§ Problem details
Return the whole passage below on transcribed DNA and junk RNA, word for word.

§ Passage
++++++++
There are basically two types of transcripts. Functional transcripts mostly come from genes although there might be a few exceptions (e.g. enhancer RNAs). Non-functional transcripts can be produced by pseudogenes or from virus and transposon fossils. They can also due to transcriptional noise caused by spurious transcription.
It's surprisingly difficult to calculate the amount of the genome occupied by genes. One problem is that there are many different estimates of the number of non-coding genes. (The number of protein-coding genes is known to be close to 20,000.) Another problem is that the sizes of introns and exons aren't known with any precision and that's partly due to problems with annotation.
Nevertheless, we can make a reasonable estimate and that's what I did in my book in chapter 6: "How Many Genes? How Many Proteins?" I took the best estimates of coding DNA, UTRs, and introns and calculated that the average size of a protein-coding gene was 61,760 bp (61.8 Kb). Assuming that there are 19,500 of these genes, they should occupy 39% of the genome. Adding in some reasonable (and generous) estimate of non-coding genes brings the total to about 45% of the genome.1
However, many studies report that at least 75% of the genome is transcribed and the highest estimates are over 80%. The other transcripts are almost always present at very low concentrations and are rapidly degraded. The DNA sequences that are transcribed are not conserved. This strongly suggests that these are spurious transcripts. We know that such transcripts exist and we know that random sequences of DNA will be transcribed by accident giving rise to junk RNA.
A newly published paper has attempted to sort out the amount of DNA that produces functional RNAs and the amount that produces junk RNA (noise).
++++++++
§ Point-per-instance localization data
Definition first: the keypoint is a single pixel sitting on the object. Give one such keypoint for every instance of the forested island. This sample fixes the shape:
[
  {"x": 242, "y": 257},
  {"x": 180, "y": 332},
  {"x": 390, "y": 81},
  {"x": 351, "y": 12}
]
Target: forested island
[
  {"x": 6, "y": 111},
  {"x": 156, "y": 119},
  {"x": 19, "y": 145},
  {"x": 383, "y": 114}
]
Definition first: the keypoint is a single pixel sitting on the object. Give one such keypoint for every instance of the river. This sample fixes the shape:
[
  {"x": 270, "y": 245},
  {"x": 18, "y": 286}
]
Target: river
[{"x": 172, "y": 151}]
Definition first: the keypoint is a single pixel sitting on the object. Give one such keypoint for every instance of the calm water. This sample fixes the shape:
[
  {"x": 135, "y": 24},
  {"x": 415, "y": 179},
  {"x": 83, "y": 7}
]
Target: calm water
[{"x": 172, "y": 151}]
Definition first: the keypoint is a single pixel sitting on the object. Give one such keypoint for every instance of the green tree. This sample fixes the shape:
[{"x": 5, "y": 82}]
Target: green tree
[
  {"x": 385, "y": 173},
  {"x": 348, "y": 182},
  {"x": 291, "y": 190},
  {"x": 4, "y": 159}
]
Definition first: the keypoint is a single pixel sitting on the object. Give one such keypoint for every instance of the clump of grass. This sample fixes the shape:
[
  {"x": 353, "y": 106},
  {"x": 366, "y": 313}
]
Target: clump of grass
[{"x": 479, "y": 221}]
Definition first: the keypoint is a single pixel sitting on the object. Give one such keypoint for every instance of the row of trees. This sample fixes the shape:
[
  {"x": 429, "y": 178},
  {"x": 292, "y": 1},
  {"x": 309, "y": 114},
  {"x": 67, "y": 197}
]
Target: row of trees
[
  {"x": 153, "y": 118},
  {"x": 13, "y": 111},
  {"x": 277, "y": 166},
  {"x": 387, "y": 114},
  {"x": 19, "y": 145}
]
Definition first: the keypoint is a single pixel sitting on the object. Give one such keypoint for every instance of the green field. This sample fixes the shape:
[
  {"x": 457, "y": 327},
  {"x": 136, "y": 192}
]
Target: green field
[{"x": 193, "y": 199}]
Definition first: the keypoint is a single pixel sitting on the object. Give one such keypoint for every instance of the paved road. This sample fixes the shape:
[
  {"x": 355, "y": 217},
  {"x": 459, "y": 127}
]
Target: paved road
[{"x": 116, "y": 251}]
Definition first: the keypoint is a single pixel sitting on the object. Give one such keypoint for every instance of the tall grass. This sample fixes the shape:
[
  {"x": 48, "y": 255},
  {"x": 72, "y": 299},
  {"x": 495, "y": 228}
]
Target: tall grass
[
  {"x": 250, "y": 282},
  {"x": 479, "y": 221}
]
++++++++
§ Response area
There are basically two types of transcripts. Functional transcripts mostly come from genes although there might be a few exceptions (e.g. enhancer RNAs). Non-functional transcripts can be produced by pseudogenes or from virus and transposon fossils. They can also due to transcriptional noise caused by spurious transcription.
It's surprisingly difficult to calculate the amount of the genome occupied by genes. One problem is that there are many different estimates of the number of non-coding genes. (The number of protein-coding genes is known to be close to 20,000.) Another problem is that the sizes of introns and exons aren't known with any precision and that's partly due to problems with annotation.
Nevertheless, we can make a reasonable estimate and that's what I did in my book in chapter 6: "How Many Genes? How Many Proteins?" I took the best estimates of coding DNA, UTRs, and introns and calculated that the average size of a protein-coding gene was 61,760 bp (61.8 Kb). Assuming that there are 19,500 of these genes, they should occupy 39% of the genome. Adding in some reasonable (and generous) estimate of non-coding genes brings the total to about 45% of the genome.1
However, many studies report that at least 75% of the genome is transcribed and the highest estimates are over 80%. The other transcripts are almost always present at very low concentrations and are rapidly degraded. The DNA sequences that are transcribed are not conserved. This strongly suggests that these are spurious transcripts. We know that such transcripts exist and we know that random sequences of DNA will be transcribed by accident giving rise to junk RNA.
A newly published paper has attempted to sort out the amount of DNA that produces functional RNAs and the amount that produces junk RNA (noise).